- **Task brief**
Return every line of the records that contains the string "tree". Matching is case-sensitive.

# Start of Dataset content

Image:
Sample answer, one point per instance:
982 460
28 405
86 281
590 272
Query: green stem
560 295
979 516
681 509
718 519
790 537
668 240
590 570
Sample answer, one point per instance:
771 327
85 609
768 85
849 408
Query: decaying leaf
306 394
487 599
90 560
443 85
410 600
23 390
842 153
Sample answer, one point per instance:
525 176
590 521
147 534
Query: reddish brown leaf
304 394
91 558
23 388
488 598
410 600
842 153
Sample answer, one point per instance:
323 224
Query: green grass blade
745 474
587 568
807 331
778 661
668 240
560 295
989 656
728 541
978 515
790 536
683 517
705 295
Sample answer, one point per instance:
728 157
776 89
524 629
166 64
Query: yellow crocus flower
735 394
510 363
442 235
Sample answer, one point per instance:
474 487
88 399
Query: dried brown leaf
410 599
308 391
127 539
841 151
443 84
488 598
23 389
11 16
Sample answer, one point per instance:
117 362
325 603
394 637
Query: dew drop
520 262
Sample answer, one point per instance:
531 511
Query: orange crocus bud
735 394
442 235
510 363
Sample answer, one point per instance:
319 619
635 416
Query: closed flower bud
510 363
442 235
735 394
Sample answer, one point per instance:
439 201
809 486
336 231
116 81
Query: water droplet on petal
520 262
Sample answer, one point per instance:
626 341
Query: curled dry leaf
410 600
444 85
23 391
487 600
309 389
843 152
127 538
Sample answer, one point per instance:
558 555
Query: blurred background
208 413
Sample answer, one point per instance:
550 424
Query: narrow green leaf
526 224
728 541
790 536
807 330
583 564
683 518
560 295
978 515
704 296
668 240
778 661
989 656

# End of Dataset content
# Start of Dataset content

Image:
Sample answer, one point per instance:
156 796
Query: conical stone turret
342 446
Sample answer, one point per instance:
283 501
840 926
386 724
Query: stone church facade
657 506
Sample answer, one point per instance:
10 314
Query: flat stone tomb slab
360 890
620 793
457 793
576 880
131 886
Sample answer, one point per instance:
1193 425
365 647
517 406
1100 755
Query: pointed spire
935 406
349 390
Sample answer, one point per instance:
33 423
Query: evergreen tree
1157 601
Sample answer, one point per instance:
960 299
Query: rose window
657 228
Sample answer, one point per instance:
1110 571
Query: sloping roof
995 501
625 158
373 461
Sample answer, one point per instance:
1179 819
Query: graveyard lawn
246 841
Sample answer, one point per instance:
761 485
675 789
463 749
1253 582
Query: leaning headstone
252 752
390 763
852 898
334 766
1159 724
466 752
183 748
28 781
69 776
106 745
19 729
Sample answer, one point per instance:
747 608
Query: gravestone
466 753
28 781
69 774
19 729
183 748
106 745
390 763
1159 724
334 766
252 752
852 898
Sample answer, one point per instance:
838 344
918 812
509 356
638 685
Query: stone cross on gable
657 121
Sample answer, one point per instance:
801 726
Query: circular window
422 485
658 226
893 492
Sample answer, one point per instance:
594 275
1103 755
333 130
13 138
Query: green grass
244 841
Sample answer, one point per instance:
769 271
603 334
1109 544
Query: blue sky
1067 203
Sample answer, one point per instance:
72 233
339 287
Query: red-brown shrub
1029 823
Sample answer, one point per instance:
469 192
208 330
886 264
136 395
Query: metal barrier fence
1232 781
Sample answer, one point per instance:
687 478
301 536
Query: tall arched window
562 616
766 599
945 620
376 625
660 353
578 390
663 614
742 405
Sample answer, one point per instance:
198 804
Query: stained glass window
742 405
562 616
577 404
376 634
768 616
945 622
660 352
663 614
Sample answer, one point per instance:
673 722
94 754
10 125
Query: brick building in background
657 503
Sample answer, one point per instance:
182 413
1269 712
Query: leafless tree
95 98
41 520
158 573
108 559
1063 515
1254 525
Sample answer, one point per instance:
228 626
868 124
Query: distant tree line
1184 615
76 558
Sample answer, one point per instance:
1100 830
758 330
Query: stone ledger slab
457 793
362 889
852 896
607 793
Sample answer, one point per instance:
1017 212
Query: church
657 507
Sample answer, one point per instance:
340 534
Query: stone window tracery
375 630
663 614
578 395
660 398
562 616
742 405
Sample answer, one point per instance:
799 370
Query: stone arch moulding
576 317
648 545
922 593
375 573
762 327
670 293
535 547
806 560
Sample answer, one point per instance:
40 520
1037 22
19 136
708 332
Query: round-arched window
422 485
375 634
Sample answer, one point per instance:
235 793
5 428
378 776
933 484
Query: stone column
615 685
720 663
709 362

# End of Dataset content

- **Exercise result**
Query: evergreen tree
Query: leafless tree
Query: distant tree line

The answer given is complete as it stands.